(Task requirements) Below is some data; print it all back exactly.

*-*-*

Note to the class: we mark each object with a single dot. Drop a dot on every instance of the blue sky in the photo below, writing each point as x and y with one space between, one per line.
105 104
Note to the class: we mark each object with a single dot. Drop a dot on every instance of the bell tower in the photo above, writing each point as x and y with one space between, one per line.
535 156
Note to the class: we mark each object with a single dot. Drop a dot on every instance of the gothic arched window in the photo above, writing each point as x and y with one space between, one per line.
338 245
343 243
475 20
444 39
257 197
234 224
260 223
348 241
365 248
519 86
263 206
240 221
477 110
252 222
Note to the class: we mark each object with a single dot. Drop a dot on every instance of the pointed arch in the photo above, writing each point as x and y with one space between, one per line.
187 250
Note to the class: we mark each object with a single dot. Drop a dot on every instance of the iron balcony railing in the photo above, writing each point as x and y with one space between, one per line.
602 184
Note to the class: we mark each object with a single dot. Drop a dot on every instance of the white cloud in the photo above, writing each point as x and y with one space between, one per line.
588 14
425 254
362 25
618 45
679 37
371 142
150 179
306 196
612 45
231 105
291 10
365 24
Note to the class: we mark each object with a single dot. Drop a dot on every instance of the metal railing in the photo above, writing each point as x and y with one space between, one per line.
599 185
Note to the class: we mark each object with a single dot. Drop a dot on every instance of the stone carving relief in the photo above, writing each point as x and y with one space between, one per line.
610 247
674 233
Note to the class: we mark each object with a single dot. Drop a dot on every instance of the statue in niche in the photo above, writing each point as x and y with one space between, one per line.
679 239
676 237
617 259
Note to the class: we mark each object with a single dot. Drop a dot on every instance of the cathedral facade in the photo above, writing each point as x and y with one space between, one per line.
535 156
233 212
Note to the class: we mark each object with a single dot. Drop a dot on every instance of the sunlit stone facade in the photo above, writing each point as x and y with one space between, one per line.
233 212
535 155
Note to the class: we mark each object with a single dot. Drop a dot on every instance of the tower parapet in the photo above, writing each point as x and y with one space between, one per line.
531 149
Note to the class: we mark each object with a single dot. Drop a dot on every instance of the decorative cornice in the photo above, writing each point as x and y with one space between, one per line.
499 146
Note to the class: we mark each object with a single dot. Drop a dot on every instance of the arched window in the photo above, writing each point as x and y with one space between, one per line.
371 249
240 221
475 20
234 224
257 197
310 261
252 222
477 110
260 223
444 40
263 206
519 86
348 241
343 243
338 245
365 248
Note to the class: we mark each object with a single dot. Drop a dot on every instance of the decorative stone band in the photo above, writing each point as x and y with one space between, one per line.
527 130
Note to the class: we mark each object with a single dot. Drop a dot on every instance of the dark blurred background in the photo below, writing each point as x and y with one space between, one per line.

*-*-*

(Output for this task)
Note to the class: we mark each object with a single dot. Drop a dot on every instance of the blue sky in the photo below, writing each point as x and y with one space between, one per line.
105 104
Note to the class: we mark each object with a single dot. Drop a dot on every instance of the bell tower in the photo above, writing each point as x and y with one space between, one per line.
535 156
Note to the class: we mark each object with a single dot. Drop a dot on every instance of the gothic arched window in the photo above, writing each point as x and y with one space between, one per line.
338 245
343 243
475 20
444 39
257 197
234 224
260 223
348 241
365 248
519 86
263 206
240 221
477 110
252 222
Note to the class: we mark each object with a single dot. Drop a dot on every instance of the pointed arch in the photo above, writing each point as x and y with one space between, one per line.
187 250
Note to the class: we mark each object with a single dot. Drop a dot on every instance of the iron balcony railing in the photo above, writing each point as x and y with one space between, one per line.
602 184
Note to the class: we mark each object with a single dot. Drop a dot on every instance of the white cloud in the photo above, writing each point as x and y with one space between, one per line.
588 14
425 254
362 25
618 45
679 37
371 142
150 179
306 196
612 45
231 105
291 10
365 24
Note to the class: we mark each object with a single dot. Drop a dot on every instance of the metal railing in the photo above, writing each point as x and y with one space between, one per line.
599 185
Note to the class: we mark each object with a single dot. Drop a dot on every instance of the stone carving relief in the photo above, writing each point as x and y with one space between, one per line.
610 247
674 233
Note to the class: we mark each object with a single dot. Drop a dot on every instance of the statue in niche in the photo above, writing each point as x and y with one space between, one per line.
679 239
676 237
617 259
Note to the class: we mark each object with a single dot. Drop a dot on every instance of the cathedral facade in the photo above, writing each point as x and y with one space between, one per line.
535 156
233 212
Note to the class: we mark each object with a single dot. Drop a dot on every instance of the sunlit stone facade in the photo above, writing each point as x and y with one space between, one per line.
233 212
535 155
Note to the class: we mark each object with a single dot. Drop a dot on every instance of the tower parapet in the photo above, writing each point as x and y with one space between, one per line.
531 149
Note to the class: we mark each object with a single dot. Drop a dot on every instance of the decorative cornice in the photo above, writing each point as x and y with one space between, one per line.
499 146
Note to the class: we mark each object with a single dot. Drop a dot on every instance of the arched window in the photo above, writing each point as x and y with one space between, one per line.
371 249
240 221
475 20
234 224
257 197
310 261
252 222
477 110
260 223
444 40
263 206
519 86
348 241
343 243
338 245
365 248
Note to the class: we mark each object with a single dot. Drop a dot on every instance of the decorative stone band in the photo above, writing each point as x and y with one space between, one per line.
527 130
Note to the class: we mark each object with a single dot. Drop a dot on every instance of the dark blurred background in the photo below, writing each point as x and y with one space between, one per line.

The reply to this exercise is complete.